(Recorded information begins)

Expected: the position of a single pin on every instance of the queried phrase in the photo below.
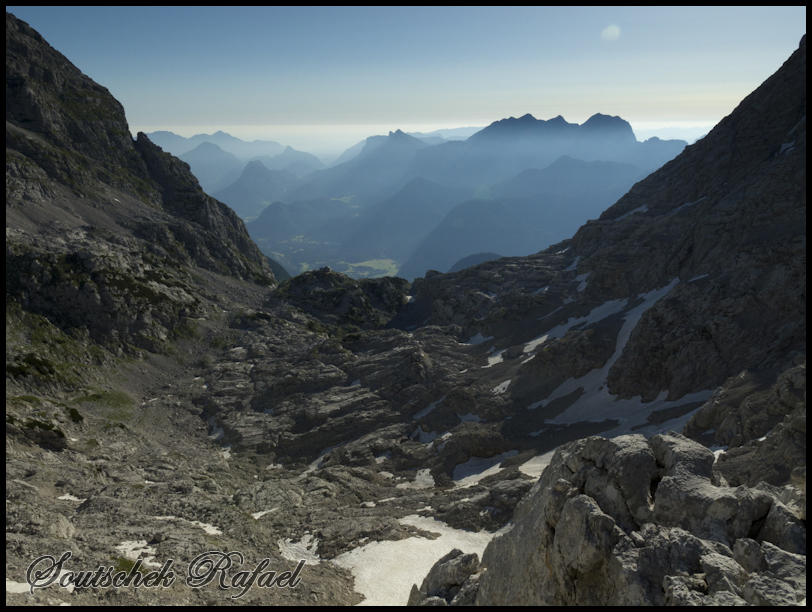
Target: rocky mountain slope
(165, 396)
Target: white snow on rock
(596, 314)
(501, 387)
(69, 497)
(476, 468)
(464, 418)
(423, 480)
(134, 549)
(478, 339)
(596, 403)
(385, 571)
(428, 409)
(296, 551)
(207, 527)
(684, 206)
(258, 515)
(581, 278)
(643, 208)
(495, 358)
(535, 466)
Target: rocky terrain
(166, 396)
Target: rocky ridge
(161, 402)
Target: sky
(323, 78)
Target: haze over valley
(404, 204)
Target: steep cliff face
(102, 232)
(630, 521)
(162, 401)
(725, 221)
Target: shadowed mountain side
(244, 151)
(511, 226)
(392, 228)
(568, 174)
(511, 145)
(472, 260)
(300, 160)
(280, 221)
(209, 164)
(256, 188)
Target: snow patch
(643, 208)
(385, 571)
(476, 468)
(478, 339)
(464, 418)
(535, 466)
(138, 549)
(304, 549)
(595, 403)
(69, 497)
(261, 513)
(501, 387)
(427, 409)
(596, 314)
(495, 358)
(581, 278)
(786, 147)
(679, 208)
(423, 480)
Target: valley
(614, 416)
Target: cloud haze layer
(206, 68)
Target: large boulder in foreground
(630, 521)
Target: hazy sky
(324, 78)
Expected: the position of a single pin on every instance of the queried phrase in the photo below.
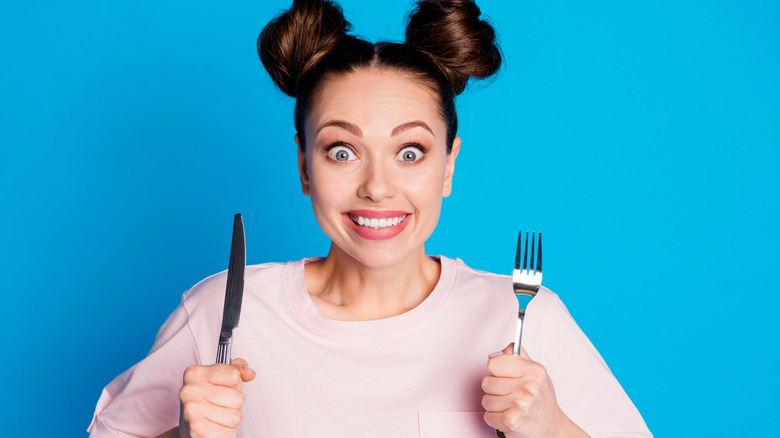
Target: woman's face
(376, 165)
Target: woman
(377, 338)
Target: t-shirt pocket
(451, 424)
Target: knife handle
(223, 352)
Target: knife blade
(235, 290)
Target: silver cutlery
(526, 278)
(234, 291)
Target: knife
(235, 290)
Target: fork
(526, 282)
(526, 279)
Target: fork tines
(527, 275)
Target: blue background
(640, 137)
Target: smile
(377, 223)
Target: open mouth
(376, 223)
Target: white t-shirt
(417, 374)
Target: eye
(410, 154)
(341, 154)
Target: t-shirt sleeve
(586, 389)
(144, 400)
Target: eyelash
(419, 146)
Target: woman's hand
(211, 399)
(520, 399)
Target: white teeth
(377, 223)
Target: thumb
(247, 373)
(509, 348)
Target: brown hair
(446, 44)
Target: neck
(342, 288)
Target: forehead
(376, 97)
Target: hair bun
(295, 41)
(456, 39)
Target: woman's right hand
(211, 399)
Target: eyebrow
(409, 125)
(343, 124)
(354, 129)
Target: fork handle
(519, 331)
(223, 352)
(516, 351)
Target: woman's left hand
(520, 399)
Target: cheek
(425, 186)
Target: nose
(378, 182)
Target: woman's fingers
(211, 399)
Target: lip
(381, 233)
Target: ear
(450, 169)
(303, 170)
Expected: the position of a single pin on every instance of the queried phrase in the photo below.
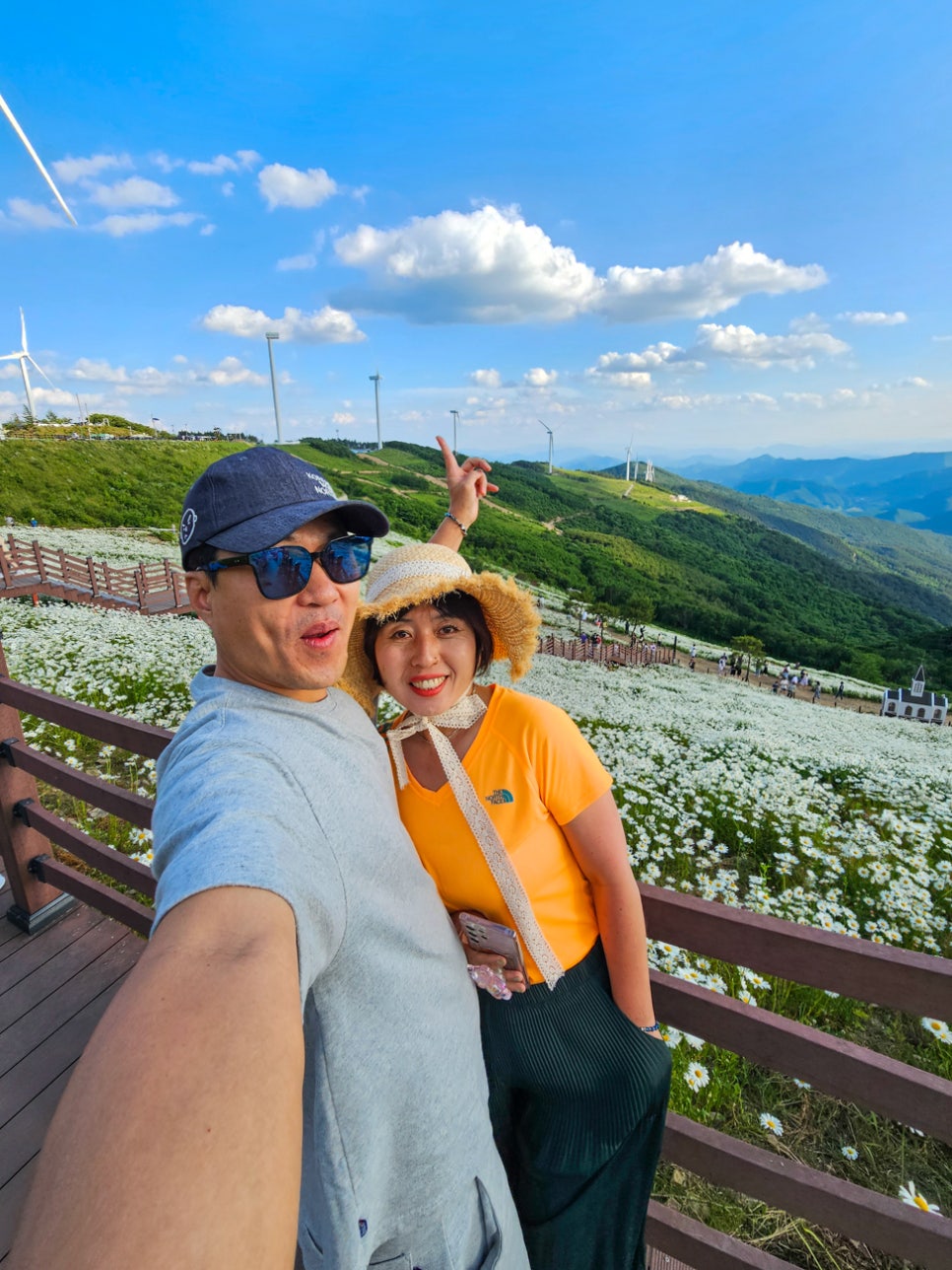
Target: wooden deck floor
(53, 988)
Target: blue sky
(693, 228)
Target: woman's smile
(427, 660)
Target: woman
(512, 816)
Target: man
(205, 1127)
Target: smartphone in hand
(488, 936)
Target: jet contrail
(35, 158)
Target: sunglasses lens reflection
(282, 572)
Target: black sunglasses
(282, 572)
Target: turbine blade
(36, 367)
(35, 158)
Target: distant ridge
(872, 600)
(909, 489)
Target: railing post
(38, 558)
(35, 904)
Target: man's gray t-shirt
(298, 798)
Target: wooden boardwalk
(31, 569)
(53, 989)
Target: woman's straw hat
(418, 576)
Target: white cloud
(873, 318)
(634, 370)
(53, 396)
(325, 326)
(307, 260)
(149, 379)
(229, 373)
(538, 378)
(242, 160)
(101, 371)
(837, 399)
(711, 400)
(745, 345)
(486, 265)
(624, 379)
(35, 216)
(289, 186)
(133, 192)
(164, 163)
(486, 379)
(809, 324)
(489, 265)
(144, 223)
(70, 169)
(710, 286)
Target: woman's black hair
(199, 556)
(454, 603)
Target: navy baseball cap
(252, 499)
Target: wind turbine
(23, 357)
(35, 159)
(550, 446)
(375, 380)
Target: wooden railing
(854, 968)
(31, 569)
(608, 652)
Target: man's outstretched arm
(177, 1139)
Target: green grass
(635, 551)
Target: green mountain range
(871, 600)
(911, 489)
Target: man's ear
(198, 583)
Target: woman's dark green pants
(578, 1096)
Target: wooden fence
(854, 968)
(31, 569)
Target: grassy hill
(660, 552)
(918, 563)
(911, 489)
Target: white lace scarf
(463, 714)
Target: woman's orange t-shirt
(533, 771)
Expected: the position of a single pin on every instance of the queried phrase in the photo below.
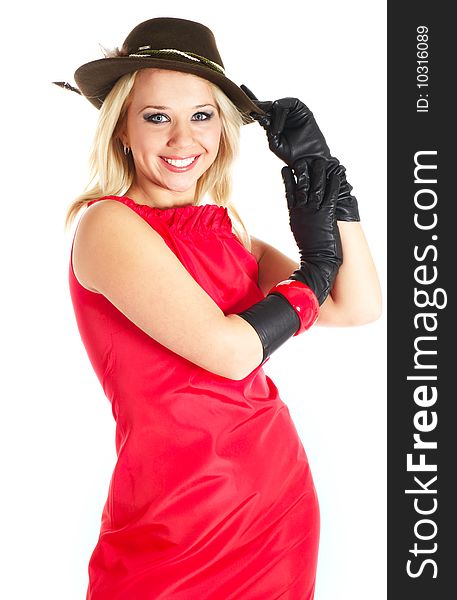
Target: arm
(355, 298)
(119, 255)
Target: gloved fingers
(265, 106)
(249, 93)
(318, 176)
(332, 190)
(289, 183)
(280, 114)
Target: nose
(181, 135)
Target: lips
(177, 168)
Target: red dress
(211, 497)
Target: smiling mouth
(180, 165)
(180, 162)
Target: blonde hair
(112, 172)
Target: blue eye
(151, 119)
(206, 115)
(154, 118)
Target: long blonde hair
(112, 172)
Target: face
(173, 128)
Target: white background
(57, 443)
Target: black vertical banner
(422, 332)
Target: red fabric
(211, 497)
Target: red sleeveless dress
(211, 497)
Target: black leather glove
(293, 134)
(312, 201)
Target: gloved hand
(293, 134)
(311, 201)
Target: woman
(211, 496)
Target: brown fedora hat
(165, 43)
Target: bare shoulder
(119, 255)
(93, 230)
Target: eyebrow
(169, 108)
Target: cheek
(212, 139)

(Recorded information ends)

**Work request**
Reproduce the data above word for word, but leave the images out.

**Answer for this exercise**
Expected: the position of a single pin on every instance of the queried phrase in the photo below.
Target: rocky mountain slope
(165, 396)
Target: white snow on rock
(596, 314)
(501, 387)
(69, 497)
(476, 468)
(464, 418)
(423, 480)
(134, 549)
(478, 339)
(596, 403)
(385, 571)
(428, 409)
(296, 551)
(207, 527)
(684, 206)
(258, 515)
(581, 278)
(643, 208)
(495, 358)
(535, 466)
Target: rocky terrain
(166, 396)
Target: rocky ridge
(161, 402)
Target: sky
(323, 78)
Target: haze over valley
(404, 204)
Target: steep cliff face
(102, 232)
(630, 521)
(162, 401)
(725, 221)
Target: shadowed mountain side
(244, 151)
(511, 226)
(392, 228)
(568, 174)
(511, 145)
(472, 260)
(300, 160)
(280, 221)
(209, 164)
(256, 188)
Target: snow patch
(643, 208)
(385, 571)
(476, 468)
(478, 339)
(464, 418)
(535, 466)
(138, 549)
(304, 549)
(595, 403)
(69, 497)
(261, 513)
(501, 387)
(427, 409)
(596, 314)
(495, 358)
(581, 278)
(786, 147)
(679, 208)
(423, 480)
Target: valley
(614, 416)
Target: cloud haze layer
(206, 68)
Target: large boulder in foreground
(630, 521)
Target: hazy sky
(324, 78)
Expected: the position of a single pin on every instance of the queried phrase in the photo below.
Target: woman's face
(376, 165)
Target: woman
(377, 338)
Target: t-shirt pocket
(451, 424)
Target: knife handle
(223, 352)
Target: knife blade
(235, 290)
Target: silver cutlery
(526, 278)
(234, 291)
Target: knife
(235, 290)
Target: fork
(526, 282)
(526, 279)
Target: fork tines
(527, 275)
Target: blue background
(640, 137)
Target: smile
(377, 223)
Target: open mouth
(376, 223)
Target: white t-shirt
(417, 374)
Target: eye
(410, 154)
(341, 154)
Target: t-shirt sleeve
(586, 389)
(144, 400)
Target: eyelash
(419, 146)
Target: woman's hand
(211, 399)
(520, 399)
Target: white teeth
(377, 223)
Target: thumb
(247, 373)
(509, 348)
Target: brown hair
(446, 44)
Target: neck
(342, 288)
Target: forehead
(376, 97)
Target: hair bun
(295, 41)
(456, 39)
Target: woman's right hand
(211, 399)
Target: eyebrow
(409, 125)
(343, 124)
(354, 129)
Target: fork handle
(519, 331)
(223, 352)
(516, 351)
Target: woman's left hand
(520, 399)
Target: cheek
(425, 186)
Target: nose
(378, 182)
Target: woman's fingers
(211, 399)
Target: lip
(381, 233)
Target: ear
(450, 169)
(303, 170)
Expected: the position of a single pin on every instance of the queried phrase in the photo below.
Target: wooden deck floor
(53, 988)
Target: blue sky
(693, 228)
Target: woman's smile
(427, 660)
Target: woman
(512, 816)
Target: man
(205, 1127)
Target: smartphone in hand
(488, 936)
Target: jet contrail
(35, 158)
Target: sunglasses lens reflection
(282, 572)
Target: black sunglasses
(282, 572)
Target: turbine blade
(36, 367)
(35, 158)
Target: distant ridge
(872, 600)
(909, 489)
Target: railing post
(38, 558)
(35, 904)
Target: man's gray t-shirt
(298, 798)
Target: wooden boardwalk
(31, 569)
(53, 989)
Target: woman's straw hat
(418, 576)
Target: white cloud
(873, 318)
(634, 370)
(53, 396)
(325, 326)
(307, 260)
(149, 379)
(229, 373)
(538, 378)
(242, 160)
(101, 371)
(837, 399)
(711, 400)
(745, 345)
(486, 265)
(624, 379)
(35, 216)
(289, 186)
(133, 192)
(164, 163)
(486, 379)
(809, 324)
(489, 265)
(144, 223)
(70, 169)
(710, 286)
Target: woman's black hair
(199, 556)
(454, 603)
Target: navy baseball cap
(252, 499)
Target: wind turbine
(23, 357)
(35, 159)
(550, 446)
(375, 380)
Target: wooden railing
(854, 968)
(31, 569)
(608, 652)
Target: man's outstretched arm
(177, 1139)
Target: green grass
(635, 551)
Target: green mountain range
(871, 600)
(911, 489)
Target: man's ear
(198, 583)
Target: woman's dark green pants
(578, 1096)
Target: wooden fence
(854, 968)
(31, 569)
Target: grassy hill
(660, 552)
(918, 563)
(911, 489)
Target: white lace scarf
(463, 714)
Target: woman's orange t-shirt
(533, 771)
Expected: the position of a single pin on every instance of the queried phrase in the photo below.
Target: arm
(355, 298)
(119, 255)
Target: gloved fingers
(265, 106)
(249, 93)
(318, 176)
(332, 190)
(289, 183)
(280, 114)
Target: nose
(181, 135)
Target: lips
(177, 168)
Target: red dress
(211, 497)
Target: smiling mouth
(180, 165)
(180, 162)
Target: blonde hair
(112, 172)
Target: blue eye
(151, 119)
(206, 115)
(154, 118)
Target: long blonde hair
(112, 172)
Target: face
(173, 128)
Target: white background
(57, 443)
Target: black vertical banner
(422, 332)
Target: red fabric
(211, 497)
Target: red sleeveless dress
(211, 497)
Target: black leather glove
(293, 134)
(312, 201)
Target: gloved hand
(293, 134)
(311, 201)
Target: woman
(211, 496)
Target: brown fedora hat
(165, 43)
Target: bare shoulder
(119, 255)
(93, 230)
Target: eyebrow
(169, 108)
Target: cheek
(212, 139)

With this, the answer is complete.